══ Excerpted records
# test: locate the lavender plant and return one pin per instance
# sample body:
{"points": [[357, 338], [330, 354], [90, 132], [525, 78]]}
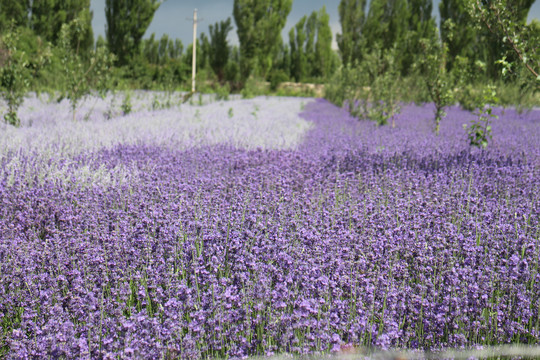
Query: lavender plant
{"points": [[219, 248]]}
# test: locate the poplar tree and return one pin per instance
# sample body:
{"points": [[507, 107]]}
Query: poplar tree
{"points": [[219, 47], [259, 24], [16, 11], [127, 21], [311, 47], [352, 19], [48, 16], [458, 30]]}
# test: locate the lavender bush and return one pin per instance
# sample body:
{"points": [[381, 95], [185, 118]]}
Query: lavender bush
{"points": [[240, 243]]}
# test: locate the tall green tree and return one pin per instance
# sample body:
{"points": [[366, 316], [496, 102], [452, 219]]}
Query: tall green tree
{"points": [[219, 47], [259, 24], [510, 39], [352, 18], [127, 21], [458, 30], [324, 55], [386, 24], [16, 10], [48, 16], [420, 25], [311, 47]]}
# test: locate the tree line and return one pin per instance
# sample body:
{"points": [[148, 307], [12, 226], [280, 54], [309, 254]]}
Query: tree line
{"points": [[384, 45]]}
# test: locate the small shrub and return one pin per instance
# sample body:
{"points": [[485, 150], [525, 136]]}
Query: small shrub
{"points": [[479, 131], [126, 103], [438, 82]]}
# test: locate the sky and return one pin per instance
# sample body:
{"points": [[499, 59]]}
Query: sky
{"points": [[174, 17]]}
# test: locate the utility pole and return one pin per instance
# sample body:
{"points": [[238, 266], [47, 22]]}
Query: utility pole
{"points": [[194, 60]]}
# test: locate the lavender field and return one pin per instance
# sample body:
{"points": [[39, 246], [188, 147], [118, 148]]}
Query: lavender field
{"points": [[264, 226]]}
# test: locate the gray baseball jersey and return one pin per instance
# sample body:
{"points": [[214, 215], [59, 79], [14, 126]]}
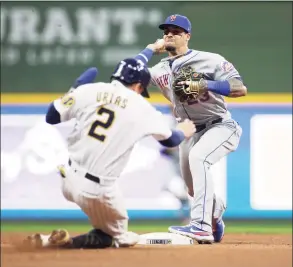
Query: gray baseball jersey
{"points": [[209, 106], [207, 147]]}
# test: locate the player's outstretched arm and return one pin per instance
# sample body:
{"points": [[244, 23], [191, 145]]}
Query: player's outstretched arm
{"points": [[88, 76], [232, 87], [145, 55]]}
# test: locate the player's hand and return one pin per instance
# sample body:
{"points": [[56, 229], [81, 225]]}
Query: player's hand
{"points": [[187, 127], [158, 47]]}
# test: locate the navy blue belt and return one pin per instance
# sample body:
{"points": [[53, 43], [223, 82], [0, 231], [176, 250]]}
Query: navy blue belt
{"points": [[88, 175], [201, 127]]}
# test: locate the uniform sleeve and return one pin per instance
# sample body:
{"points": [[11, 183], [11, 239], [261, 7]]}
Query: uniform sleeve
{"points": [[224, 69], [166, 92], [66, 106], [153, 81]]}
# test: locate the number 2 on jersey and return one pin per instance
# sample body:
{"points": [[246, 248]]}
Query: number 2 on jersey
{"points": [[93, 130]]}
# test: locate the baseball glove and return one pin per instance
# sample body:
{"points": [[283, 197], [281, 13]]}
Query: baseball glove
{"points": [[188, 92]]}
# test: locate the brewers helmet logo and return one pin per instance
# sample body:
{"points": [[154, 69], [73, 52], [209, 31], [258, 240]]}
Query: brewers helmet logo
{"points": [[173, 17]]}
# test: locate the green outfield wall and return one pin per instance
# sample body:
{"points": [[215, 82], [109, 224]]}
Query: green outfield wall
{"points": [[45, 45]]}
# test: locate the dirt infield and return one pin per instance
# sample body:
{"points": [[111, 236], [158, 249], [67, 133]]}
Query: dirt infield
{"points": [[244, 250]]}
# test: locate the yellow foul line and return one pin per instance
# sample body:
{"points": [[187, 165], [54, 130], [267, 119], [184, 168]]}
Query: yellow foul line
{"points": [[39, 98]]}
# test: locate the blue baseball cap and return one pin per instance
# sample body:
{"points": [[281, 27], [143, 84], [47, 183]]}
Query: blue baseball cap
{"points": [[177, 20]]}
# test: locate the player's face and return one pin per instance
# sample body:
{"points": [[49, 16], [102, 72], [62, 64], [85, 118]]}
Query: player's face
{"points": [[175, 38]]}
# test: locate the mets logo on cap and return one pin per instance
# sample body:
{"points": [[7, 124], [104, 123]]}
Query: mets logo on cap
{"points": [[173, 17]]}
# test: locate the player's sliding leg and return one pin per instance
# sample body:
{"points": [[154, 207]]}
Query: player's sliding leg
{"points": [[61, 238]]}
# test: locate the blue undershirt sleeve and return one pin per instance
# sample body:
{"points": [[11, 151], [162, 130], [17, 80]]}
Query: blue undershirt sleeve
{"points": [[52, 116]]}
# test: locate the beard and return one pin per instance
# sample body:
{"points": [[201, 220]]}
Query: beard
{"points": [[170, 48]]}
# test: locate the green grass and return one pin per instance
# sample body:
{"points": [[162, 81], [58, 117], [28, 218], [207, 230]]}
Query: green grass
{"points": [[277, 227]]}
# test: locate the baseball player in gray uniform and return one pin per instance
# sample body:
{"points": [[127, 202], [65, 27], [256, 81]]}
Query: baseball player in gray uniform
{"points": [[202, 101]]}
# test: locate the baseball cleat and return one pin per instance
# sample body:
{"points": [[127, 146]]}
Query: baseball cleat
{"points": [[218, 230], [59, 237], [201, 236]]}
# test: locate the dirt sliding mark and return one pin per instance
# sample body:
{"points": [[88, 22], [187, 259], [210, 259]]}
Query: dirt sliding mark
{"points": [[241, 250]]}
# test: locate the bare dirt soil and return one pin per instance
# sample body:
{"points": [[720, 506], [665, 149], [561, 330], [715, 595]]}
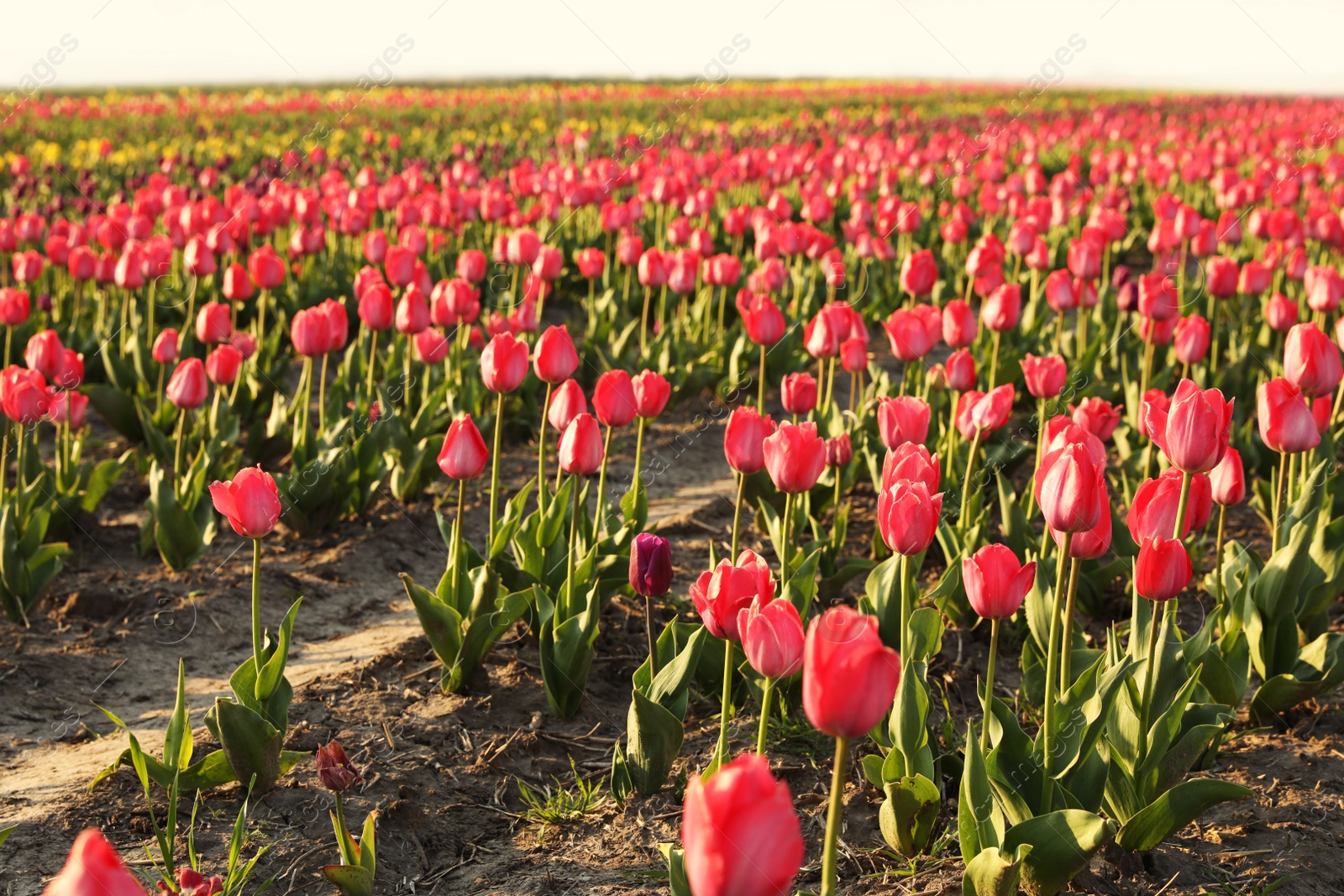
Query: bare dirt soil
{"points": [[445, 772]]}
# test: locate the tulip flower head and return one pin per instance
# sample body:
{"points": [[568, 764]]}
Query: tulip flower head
════
Task directions. Reproduce each record from above exactly; pictures do not belong in the copy.

Task solution.
# test: locate the lavender plant and return one pin per instance
# sample body:
{"points": [[357, 338], [330, 354], [90, 132], [525, 78]]}
Query: lavender plant
{"points": [[219, 248]]}
# test: locate the poplar tree and return one pin per instance
# sample body:
{"points": [[507, 107]]}
Query: poplar tree
{"points": [[219, 47], [259, 24], [16, 11], [127, 21], [311, 47], [352, 19], [48, 16], [458, 30]]}
# test: locate the lavender bush and return one pin per instance
# sample body:
{"points": [[381, 95], [185, 118]]}
Query: lavender bush
{"points": [[240, 243]]}
# test: locate the tall green tree and return one pin per instance
# sample body:
{"points": [[366, 316], [496, 102], [452, 219]]}
Query: tall green tree
{"points": [[219, 47], [259, 24], [510, 39], [352, 18], [127, 21], [458, 30], [324, 55], [386, 24], [16, 10], [48, 16], [420, 25], [311, 47]]}
# test: locate the tree line and return one pin per instance
# sample body:
{"points": [[148, 307], [12, 226], [280, 54], [309, 254]]}
Query: tree line
{"points": [[384, 45]]}
# test: locate the small shrub and return one pin per instance
# sample body:
{"points": [[485, 150], [525, 136]]}
Query: small shrub
{"points": [[479, 131], [126, 103], [438, 82]]}
# test: locate the sky and return one pin per instance
# sample body:
{"points": [[499, 59]]}
Query: sky
{"points": [[174, 17]]}
# test: locate the utility pole and return one pin per instance
# sample body:
{"points": [[238, 266], [47, 22]]}
Query: utility pole
{"points": [[194, 60]]}
# test: locate the lavender field and return one pin per instance
# sample body:
{"points": [[39, 246], [188, 147], [118, 148]]}
Query: lavender field
{"points": [[264, 226]]}
# test: locate the gray baseball jersey and return one pin per instance
# sample body:
{"points": [[214, 215], [59, 79], [14, 126]]}
Query: gray baseball jersey
{"points": [[209, 106], [207, 147]]}
# test: locate the player's outstretched arm and return one pin per instance
# sample body:
{"points": [[244, 23], [191, 145]]}
Query: player's outstretched arm
{"points": [[88, 76], [232, 87], [145, 55]]}
# test: locate the player's hand and return one pin per instance
# sample body:
{"points": [[56, 229], [81, 225]]}
Query: player's hand
{"points": [[187, 127], [158, 47]]}
# test: locate the navy blue belt and return one pin per instance
# sample body:
{"points": [[53, 43], [223, 82], [0, 231], [176, 250]]}
Query: navy blue belt
{"points": [[88, 175], [201, 127]]}
# test: locate the uniform sleeve and return one pin per instance
# sample body:
{"points": [[11, 183], [11, 239], [261, 7]]}
Query: uniform sleeve
{"points": [[224, 69], [166, 92], [66, 106], [153, 81]]}
# test: locate the number 2 on jersey and return one pin per instance
# sample body:
{"points": [[246, 248]]}
Query: number 2 on jersey
{"points": [[93, 130]]}
# test: locate the baseball glove and return one pin per instance
# sample body:
{"points": [[283, 197], [281, 13]]}
Query: baseball glove
{"points": [[188, 92]]}
# test: locate the brewers helmet logo and return one pin per instance
# sample body:
{"points": [[154, 69], [73, 52], [209, 31], [258, 240]]}
Query: brewers helmet logo
{"points": [[173, 17]]}
# test: locate the green outfield wall and return one pin per instance
# sample body:
{"points": [[215, 82], [109, 224]]}
Query: green outfield wall
{"points": [[45, 45]]}
# test: locate the dirt infield and return one pin per instance
# sample body:
{"points": [[111, 236], [158, 249], [67, 133]]}
Query: dirt infield
{"points": [[244, 250]]}
# test: locate the yellow foul line and return one pin per instance
# sample body:
{"points": [[187, 165], [54, 130], [267, 119], [184, 168]]}
Query: yellow foul line
{"points": [[39, 98]]}
# test: locate the blue baseball cap and return one pin per instance
# sample body:
{"points": [[281, 27], [143, 84], [47, 183]]}
Query: blue baseball cap
{"points": [[177, 20]]}
# test: locate the player's face and return one pin per instance
# sample body:
{"points": [[49, 16], [102, 72], [62, 64], [85, 118]]}
Query: player's face
{"points": [[175, 38]]}
# test: locate the mets logo on cap and return one pin per instance
# sample body:
{"points": [[7, 124], [104, 123]]}
Query: mets logo on cap
{"points": [[173, 17]]}
# test: locate the player's sliding leg and return one pin per instance
# sample body:
{"points": [[154, 207]]}
Query: player's sliding leg
{"points": [[61, 238]]}
# test: locate the blue undershirt sleeve and return one pin per instance
# sample body:
{"points": [[11, 151], [162, 130], [17, 80]]}
Query: blue undershirt sleeve
{"points": [[52, 116]]}
# test: locate the beard and return one pin per instance
# sample body:
{"points": [[201, 220]]}
Query: beard
{"points": [[170, 48]]}
# test: locate the green grass and return one pin per instance
# sample body:
{"points": [[162, 81], [58, 117], [28, 218], [207, 230]]}
Query: green grass
{"points": [[277, 227]]}
# test: locate the baseball player in gray uniform and return one pin per instance
# sample body:
{"points": [[127, 202], [65, 27], [256, 81]]}
Query: baseball player in gray uniform
{"points": [[202, 101]]}
# test: locate the baseball cleat and return one pin per instance
# sample body:
{"points": [[127, 146]]}
Query: baseball cleat
{"points": [[218, 230], [59, 237], [201, 236]]}
# test: locate the dirt sliding mark and return one pin per instance
# sample body:
{"points": [[88, 22], [187, 259], [210, 259]]}
Query: dirt sliding mark
{"points": [[241, 250]]}
# test: locate the bare dirt soil and return one pin per instance
# sample body:
{"points": [[720, 506], [665, 149], [561, 330], [715, 595]]}
Query: bare dirt soil
{"points": [[445, 772]]}
# test: locate the tulip flower head and return one pin per instance
# sample body:
{"points": [[568, 764]]}
Query: tulip flower head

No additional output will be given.